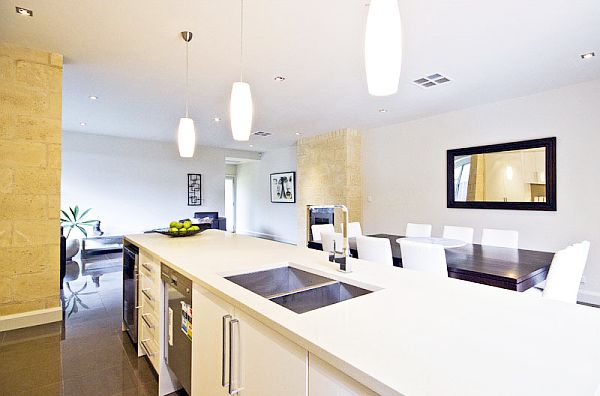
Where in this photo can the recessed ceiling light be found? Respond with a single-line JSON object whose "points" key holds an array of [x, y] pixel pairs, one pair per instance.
{"points": [[24, 11], [588, 55]]}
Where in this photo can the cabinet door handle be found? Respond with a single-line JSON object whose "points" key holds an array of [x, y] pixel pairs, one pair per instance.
{"points": [[148, 351], [150, 325], [233, 347], [148, 295], [147, 267], [224, 365]]}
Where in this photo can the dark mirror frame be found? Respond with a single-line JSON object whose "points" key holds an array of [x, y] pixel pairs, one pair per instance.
{"points": [[548, 143]]}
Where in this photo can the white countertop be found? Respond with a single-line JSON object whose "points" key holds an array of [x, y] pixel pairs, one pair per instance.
{"points": [[419, 335]]}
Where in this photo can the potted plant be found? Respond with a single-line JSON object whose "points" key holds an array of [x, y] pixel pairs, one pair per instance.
{"points": [[73, 220]]}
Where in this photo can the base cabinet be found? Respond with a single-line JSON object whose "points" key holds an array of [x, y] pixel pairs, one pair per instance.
{"points": [[232, 353], [209, 352], [326, 380], [270, 364]]}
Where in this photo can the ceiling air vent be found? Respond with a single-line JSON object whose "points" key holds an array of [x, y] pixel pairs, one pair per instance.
{"points": [[431, 81]]}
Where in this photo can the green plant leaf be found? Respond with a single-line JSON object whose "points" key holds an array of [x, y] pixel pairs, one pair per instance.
{"points": [[66, 215], [84, 213], [83, 231], [73, 213]]}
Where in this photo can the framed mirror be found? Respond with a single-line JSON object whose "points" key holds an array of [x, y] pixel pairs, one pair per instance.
{"points": [[518, 175]]}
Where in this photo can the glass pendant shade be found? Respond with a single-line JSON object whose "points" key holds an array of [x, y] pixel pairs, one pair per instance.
{"points": [[186, 137], [383, 47], [241, 111]]}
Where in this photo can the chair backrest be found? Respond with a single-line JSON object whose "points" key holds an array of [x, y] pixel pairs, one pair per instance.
{"points": [[500, 238], [354, 229], [418, 230], [426, 257], [318, 229], [464, 234], [328, 238], [566, 270], [378, 250]]}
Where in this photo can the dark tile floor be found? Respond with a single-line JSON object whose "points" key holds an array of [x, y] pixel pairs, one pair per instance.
{"points": [[86, 354]]}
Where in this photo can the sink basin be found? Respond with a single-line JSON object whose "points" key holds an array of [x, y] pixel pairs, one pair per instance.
{"points": [[319, 297], [278, 281], [297, 290]]}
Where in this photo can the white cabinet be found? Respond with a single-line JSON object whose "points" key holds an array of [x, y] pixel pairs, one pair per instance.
{"points": [[230, 346], [269, 364], [326, 380], [209, 353]]}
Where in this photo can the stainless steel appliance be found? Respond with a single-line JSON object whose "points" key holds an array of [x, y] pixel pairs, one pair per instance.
{"points": [[178, 323], [130, 290]]}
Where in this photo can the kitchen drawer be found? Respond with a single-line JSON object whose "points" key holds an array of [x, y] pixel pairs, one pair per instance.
{"points": [[149, 296], [150, 269], [150, 348], [148, 283], [149, 321]]}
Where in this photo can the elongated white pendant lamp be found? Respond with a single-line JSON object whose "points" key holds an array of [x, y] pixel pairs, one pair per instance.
{"points": [[240, 107], [383, 47], [186, 133]]}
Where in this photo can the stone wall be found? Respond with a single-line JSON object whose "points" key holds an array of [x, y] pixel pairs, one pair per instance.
{"points": [[30, 161], [329, 172]]}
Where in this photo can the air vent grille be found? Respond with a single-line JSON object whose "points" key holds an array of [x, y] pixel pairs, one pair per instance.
{"points": [[431, 81]]}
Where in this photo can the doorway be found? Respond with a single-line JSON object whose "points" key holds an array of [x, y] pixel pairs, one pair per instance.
{"points": [[230, 202]]}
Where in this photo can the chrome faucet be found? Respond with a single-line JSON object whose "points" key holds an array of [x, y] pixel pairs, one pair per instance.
{"points": [[334, 257]]}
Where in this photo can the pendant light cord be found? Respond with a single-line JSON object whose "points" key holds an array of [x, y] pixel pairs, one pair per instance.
{"points": [[241, 40], [187, 78]]}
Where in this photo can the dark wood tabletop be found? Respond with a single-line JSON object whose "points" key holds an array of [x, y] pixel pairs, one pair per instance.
{"points": [[514, 269]]}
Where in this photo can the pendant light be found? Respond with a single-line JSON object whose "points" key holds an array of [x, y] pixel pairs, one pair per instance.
{"points": [[186, 133], [383, 47], [240, 107]]}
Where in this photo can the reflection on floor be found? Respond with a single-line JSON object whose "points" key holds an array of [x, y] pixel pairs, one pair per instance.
{"points": [[86, 354]]}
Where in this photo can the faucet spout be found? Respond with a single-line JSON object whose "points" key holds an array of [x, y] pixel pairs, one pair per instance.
{"points": [[341, 260]]}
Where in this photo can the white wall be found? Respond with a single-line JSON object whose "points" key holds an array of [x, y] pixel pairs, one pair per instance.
{"points": [[404, 170], [135, 185], [256, 215]]}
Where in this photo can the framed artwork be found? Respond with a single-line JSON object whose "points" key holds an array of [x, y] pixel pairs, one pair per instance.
{"points": [[194, 189], [283, 187]]}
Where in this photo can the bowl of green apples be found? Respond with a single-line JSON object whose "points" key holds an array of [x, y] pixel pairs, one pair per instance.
{"points": [[180, 229]]}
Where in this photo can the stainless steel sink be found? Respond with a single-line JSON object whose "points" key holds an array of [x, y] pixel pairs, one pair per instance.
{"points": [[278, 281], [319, 297], [297, 290]]}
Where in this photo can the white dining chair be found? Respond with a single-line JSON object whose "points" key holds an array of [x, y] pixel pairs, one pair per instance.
{"points": [[374, 249], [418, 230], [354, 229], [566, 270], [318, 229], [464, 234], [426, 257], [328, 238], [500, 238]]}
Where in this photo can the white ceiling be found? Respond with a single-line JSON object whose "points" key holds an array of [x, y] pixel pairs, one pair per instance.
{"points": [[130, 54]]}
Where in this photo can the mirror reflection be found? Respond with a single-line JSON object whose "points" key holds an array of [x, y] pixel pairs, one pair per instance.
{"points": [[504, 176]]}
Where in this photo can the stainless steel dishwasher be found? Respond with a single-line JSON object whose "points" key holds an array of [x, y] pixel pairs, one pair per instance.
{"points": [[178, 323]]}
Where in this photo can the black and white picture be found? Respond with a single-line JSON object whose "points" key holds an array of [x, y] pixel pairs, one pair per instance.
{"points": [[194, 189], [283, 187]]}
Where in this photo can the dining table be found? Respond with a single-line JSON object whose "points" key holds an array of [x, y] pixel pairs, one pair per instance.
{"points": [[507, 268]]}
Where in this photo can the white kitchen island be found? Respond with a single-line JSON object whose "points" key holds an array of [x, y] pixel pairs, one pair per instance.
{"points": [[417, 334]]}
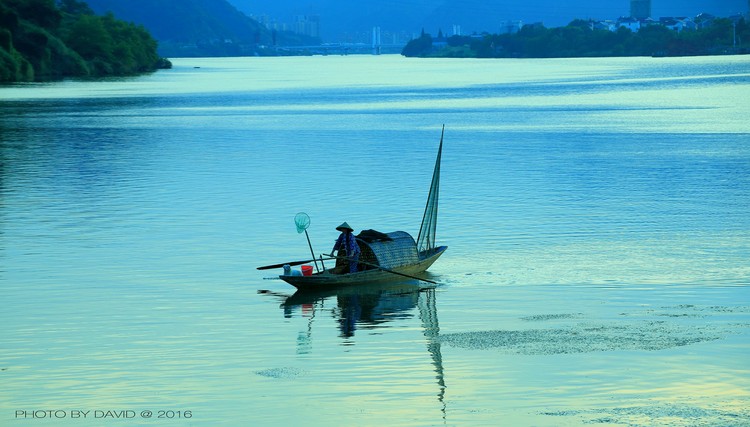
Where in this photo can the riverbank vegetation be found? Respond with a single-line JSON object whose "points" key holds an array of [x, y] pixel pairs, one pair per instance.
{"points": [[579, 39], [48, 39]]}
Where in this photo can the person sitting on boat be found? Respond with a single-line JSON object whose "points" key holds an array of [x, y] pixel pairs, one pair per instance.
{"points": [[347, 246]]}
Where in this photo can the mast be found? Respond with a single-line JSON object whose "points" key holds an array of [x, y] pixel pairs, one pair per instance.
{"points": [[426, 238]]}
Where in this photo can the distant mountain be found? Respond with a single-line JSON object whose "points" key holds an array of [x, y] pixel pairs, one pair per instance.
{"points": [[338, 19], [194, 27]]}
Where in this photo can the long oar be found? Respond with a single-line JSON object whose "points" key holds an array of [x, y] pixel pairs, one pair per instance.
{"points": [[387, 270], [290, 263]]}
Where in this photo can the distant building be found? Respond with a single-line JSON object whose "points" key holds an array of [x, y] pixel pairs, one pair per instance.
{"points": [[511, 27], [640, 9], [633, 24], [308, 25]]}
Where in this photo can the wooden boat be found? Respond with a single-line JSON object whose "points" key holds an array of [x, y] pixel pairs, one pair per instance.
{"points": [[386, 256]]}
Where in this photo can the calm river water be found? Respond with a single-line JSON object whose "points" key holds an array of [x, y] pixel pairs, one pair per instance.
{"points": [[595, 212]]}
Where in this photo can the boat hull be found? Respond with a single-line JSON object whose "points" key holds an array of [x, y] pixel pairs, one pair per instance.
{"points": [[328, 280]]}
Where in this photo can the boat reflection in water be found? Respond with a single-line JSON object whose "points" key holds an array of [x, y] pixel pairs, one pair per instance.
{"points": [[371, 306]]}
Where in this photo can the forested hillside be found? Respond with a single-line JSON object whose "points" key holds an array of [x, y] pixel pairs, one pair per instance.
{"points": [[48, 39], [187, 28]]}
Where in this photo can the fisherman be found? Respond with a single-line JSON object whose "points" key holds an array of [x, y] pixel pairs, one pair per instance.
{"points": [[347, 246]]}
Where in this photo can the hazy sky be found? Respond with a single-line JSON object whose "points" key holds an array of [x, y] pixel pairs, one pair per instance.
{"points": [[339, 16]]}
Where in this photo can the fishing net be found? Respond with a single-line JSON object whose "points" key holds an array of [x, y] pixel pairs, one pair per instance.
{"points": [[426, 239], [302, 221]]}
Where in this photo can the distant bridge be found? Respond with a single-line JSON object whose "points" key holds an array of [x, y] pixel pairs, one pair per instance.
{"points": [[342, 49]]}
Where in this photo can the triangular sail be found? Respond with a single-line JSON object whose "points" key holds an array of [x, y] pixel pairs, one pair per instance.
{"points": [[426, 239]]}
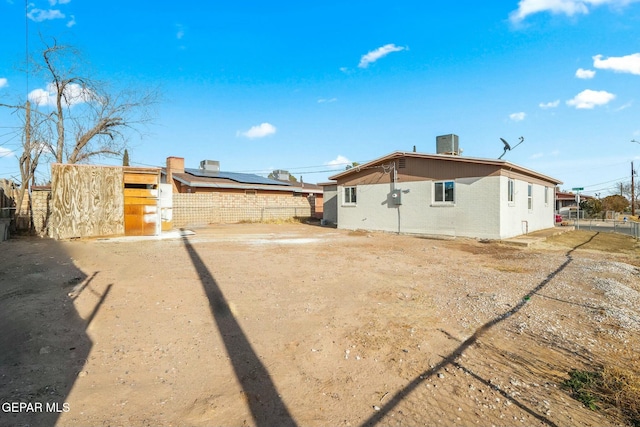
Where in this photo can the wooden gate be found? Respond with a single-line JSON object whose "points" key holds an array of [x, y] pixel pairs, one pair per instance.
{"points": [[141, 216]]}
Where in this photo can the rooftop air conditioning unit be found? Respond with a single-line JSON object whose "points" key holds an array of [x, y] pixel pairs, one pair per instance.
{"points": [[447, 144]]}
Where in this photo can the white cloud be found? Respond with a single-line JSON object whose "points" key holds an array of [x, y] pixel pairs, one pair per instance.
{"points": [[581, 73], [517, 117], [260, 131], [339, 162], [566, 7], [587, 99], [39, 15], [552, 104], [380, 52], [180, 31], [75, 94], [620, 64]]}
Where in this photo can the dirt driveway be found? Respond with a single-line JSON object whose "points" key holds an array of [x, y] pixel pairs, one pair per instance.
{"points": [[283, 325]]}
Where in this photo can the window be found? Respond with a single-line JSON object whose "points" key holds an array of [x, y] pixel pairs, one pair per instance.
{"points": [[546, 196], [511, 190], [349, 196], [443, 191]]}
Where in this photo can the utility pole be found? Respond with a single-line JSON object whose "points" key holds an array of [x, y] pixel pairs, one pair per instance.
{"points": [[633, 192]]}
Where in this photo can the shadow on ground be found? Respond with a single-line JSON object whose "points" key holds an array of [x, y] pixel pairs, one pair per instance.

· · · · ·

From the line containing "Where in this photo can the utility" to the final line of the entries, print every line exactly and nothing else.

Where in this photo can the utility pole be found? Respond with a single-line JSON object whose "points" key holds an array of [x, y] pixel pairs, one pair per instance.
{"points": [[633, 192]]}
Where in this photo can the shadow on ground be found? Respond with a single-line JSON object whose "points" key holds an array of [x, y] pixel pairs, one pair per instance.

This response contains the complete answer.